:: Your objective ::
Pick out each line of the entries below that contains the word "raised", and copy those lines in full.

:: Stored rows ::
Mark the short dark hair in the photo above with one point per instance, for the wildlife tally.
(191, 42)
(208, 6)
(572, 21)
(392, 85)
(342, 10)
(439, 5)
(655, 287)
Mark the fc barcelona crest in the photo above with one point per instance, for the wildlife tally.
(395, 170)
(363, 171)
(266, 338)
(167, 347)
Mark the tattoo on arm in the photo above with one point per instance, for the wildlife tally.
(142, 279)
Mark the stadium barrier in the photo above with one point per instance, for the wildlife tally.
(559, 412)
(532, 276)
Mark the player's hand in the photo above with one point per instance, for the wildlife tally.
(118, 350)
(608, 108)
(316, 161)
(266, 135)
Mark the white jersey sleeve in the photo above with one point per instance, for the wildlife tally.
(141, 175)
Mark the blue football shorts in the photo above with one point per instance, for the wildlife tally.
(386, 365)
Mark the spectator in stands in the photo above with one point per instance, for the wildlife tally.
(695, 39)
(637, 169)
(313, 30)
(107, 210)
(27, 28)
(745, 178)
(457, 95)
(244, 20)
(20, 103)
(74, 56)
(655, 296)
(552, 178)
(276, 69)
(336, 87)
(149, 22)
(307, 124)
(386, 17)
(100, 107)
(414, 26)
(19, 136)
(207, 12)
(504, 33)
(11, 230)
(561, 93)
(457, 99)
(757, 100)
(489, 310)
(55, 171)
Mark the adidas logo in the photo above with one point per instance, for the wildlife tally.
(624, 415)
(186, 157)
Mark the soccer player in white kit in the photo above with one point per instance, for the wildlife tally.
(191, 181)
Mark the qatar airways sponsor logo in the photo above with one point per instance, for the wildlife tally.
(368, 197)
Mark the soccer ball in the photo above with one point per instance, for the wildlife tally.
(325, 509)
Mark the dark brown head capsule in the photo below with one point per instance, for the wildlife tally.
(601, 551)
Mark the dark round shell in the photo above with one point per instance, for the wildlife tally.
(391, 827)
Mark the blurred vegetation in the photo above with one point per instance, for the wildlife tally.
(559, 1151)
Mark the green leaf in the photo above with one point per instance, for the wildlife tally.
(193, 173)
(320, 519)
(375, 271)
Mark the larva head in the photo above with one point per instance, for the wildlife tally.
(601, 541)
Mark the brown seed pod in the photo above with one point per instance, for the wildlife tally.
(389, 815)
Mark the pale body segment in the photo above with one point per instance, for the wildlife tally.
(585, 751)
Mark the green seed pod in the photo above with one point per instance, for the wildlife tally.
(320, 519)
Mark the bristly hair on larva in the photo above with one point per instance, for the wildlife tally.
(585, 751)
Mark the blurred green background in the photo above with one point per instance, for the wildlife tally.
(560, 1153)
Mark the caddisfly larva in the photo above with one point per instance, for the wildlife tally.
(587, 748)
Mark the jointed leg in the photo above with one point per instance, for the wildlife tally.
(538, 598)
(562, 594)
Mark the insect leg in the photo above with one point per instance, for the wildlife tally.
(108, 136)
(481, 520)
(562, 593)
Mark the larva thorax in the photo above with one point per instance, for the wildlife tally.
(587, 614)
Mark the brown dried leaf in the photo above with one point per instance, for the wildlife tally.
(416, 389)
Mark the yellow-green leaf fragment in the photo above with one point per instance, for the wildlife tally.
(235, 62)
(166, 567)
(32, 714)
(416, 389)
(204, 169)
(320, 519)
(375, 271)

--

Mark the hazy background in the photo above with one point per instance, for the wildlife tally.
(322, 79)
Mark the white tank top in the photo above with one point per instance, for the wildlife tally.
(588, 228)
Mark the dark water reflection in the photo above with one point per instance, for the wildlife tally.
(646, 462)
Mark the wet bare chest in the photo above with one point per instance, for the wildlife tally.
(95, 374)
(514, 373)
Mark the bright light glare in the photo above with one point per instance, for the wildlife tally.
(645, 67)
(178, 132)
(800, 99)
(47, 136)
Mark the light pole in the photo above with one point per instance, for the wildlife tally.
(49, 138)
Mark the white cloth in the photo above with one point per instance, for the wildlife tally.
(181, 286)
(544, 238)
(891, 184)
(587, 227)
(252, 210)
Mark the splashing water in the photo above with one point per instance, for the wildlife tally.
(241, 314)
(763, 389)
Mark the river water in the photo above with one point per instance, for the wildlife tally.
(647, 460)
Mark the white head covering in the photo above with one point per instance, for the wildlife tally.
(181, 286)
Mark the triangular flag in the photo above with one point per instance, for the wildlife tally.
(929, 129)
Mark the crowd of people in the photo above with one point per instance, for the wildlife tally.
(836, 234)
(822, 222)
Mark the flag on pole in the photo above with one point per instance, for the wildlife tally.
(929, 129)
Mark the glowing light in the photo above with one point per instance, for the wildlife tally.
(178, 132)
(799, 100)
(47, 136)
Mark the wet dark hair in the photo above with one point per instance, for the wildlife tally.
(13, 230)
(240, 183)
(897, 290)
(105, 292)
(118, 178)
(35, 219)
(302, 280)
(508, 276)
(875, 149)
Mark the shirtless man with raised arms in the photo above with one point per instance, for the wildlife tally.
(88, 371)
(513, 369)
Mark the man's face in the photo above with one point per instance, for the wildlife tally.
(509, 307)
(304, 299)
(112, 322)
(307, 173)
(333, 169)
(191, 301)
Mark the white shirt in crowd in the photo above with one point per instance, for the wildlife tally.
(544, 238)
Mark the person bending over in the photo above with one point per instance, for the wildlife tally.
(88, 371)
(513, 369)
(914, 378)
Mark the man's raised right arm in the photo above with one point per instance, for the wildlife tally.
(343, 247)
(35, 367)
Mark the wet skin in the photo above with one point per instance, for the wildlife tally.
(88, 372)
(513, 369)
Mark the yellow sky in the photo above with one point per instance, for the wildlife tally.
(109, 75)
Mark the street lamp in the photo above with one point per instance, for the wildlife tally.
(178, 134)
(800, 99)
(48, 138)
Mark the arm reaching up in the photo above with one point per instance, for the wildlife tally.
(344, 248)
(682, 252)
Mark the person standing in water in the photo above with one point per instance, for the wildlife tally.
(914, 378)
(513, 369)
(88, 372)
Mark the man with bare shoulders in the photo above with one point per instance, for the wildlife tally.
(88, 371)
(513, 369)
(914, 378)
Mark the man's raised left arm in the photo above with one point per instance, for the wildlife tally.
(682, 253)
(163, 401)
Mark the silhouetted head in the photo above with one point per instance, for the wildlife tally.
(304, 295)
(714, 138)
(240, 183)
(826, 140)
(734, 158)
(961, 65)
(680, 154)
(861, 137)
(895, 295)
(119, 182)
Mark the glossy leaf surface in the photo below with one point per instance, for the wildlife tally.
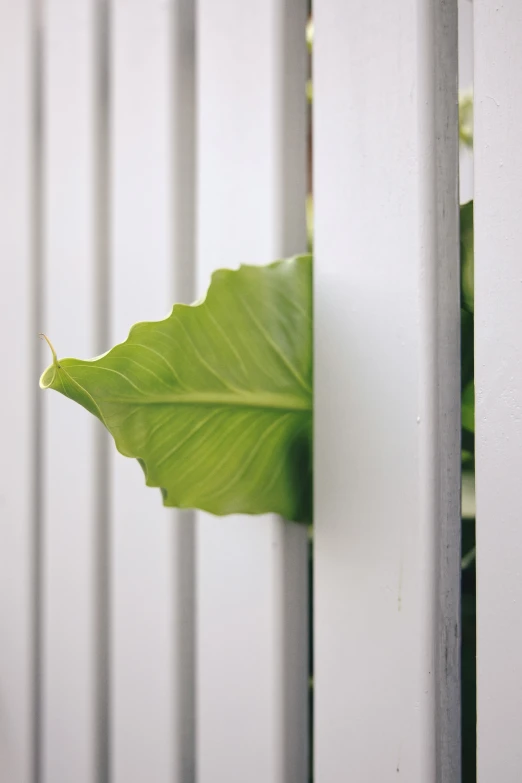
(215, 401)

--

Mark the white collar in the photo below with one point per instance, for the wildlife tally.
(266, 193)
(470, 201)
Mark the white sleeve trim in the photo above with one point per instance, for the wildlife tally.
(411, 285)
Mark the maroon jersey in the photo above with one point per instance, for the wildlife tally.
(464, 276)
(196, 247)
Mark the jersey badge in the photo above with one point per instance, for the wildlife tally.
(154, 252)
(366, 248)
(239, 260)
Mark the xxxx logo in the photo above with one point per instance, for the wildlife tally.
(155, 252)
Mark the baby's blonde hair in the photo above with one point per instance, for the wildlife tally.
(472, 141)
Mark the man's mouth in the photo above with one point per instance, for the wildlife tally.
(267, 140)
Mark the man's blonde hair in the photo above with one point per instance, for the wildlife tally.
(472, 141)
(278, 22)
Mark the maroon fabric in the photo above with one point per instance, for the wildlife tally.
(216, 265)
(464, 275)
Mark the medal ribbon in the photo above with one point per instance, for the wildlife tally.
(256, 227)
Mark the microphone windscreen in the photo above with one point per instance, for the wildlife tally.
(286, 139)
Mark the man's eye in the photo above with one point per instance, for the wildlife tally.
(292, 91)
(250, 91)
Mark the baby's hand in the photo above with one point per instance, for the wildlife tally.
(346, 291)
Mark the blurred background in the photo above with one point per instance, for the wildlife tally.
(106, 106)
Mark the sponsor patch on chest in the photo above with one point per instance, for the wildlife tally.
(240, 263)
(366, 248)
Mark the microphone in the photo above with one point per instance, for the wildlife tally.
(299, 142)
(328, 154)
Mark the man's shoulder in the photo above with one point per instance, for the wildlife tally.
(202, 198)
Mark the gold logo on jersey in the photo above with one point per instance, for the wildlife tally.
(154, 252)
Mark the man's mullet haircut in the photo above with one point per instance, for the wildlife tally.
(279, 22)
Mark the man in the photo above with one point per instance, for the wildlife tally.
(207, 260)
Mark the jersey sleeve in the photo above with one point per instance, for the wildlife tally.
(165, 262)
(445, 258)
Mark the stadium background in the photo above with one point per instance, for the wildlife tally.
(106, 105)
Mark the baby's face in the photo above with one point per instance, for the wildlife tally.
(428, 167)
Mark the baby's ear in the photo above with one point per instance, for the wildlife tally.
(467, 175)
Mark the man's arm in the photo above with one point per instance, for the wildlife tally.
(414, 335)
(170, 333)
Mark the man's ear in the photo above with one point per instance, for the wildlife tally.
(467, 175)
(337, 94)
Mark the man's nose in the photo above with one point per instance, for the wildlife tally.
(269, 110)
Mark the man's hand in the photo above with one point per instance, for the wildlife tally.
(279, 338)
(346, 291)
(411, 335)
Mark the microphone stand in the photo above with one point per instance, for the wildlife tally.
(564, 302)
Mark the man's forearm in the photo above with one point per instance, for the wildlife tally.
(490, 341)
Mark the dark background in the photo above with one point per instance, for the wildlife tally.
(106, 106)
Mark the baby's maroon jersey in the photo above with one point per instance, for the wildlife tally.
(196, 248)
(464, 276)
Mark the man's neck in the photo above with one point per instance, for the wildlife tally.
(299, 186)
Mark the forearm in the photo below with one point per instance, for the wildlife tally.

:: Solution for this exercise ::
Mark the shirtless man with raised arms in the photo above with one point per instance, for the wildlife tally.
Mark the man's raised right arm in the photo above with one point per instance, for the wildlife tally.
Mark the man's raised left arm in the photo above with one point per instance, for the wildlife tally.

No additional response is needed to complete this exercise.